■ **SUPPLIED TEXT**

_ _ _ _ _ _ _

As part of the UKYCC intersectionality series, this piece aims to offer an insight into the Climate Crisis in the context of class. By no means is this writing a definitive account of class and climate change, but I hope it promotes discussion and further understanding among those that often fail to incorporate a class dimension in approaches to addressing the crisis we face.


Let’s start with intersectionality

So, let’s start with intersectionality. In 1989, Kimberlé Crenshaw brought the term into use in a paper examining the interplay of gendered AND racialised oppression in the workplace for African-American women. Over 20 years on, intersectionality now has a major role to play in climate justice. To help explain the term a little more, here’s what Crenshaw said in a 2017 interview on the subject:


“Intersectionality is a lens through which you can see where power comes and collides, where it interlocks and intersects. It’s not simply that there’s a race problem here, a gender problem here, and a class or LBGTQ problem there. Many times that framework erases what happens to people who are subject to all of these things.”


It’s important to understand that we cannot look at climate change through a class lens alone. Those folks that are economically disenfranchised are also LGBTQI+, people of colour, able and disabled, women, white and so on. With this in mind, I will try and explore some of the ways in which the effects of climate change and class intersect.

_ _ _ _ _ _ _

■ **PROVIDED MATERIAL**

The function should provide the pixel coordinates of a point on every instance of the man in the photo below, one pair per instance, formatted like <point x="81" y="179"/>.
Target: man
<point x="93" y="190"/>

_ _ _ _ _ _ _

■ **REQUIRED WORK**
a. Answer these from the piece on class and the climate crisis:
(i) Which series is the piece part of?
(ii) In what year did Kimberlé Crenshaw bring the term intersectionality into use?
(iii) In what year did the quoted interview with Crenshaw take place?
b. Carry on the piece on class and the climate crisis from its final sentence.

■ **THE ANSWERS**
a.
(i) The UKYCC intersectionality series.
(ii) 1989.
(iii) 2017.

b.
In the midst of a Crisis

Climate change is undoubtedly the defining issue of our time and it’s a hugely emotive subject driven compounded by injustice and existential grief, loss and destruction of the natural world.


Driven by our fossil fuel addiction and environmentally devastating agricultural practices, climate change without doubt poses the greatest threat to human existence on Earth. Take a glance at just the previous year for an indication as to the extreme direction we are headed. Whether that be record-breaking temperatures causing death due to excessive heat in South Korea, widespread crop failure in North Korea, wildfires raging from the Arctic Circle to California; the devastating effects of climate change are playing out before our eyes.


The effects of climate breakdown aren’t an abstract future. Large swathes of the global population are facing the effects and certainly find themselves in the midst of the Climate Crisis. However, people are affected by climate change in very different ways to one another based upon structures of oppression such as the economic system, patriarchy and racialisation. Here we will look at how climate change and class intersect.


How did we arrive in this Crisis?

It would be easy to think that the Climate Crisis has simply come about by a failure to adequately curb greenhouse gas emissions. However, when unpacked, it is evident that class is at the heart of the issue. The sole reason we face a Climate Crisis is due to political ideology. This choice has been made by powerful governments, and corporations. It’s an ideological decision to continue the capitalist pursuit of profit, rooted in racism, patriarchy and colonialism over the needs of the masses.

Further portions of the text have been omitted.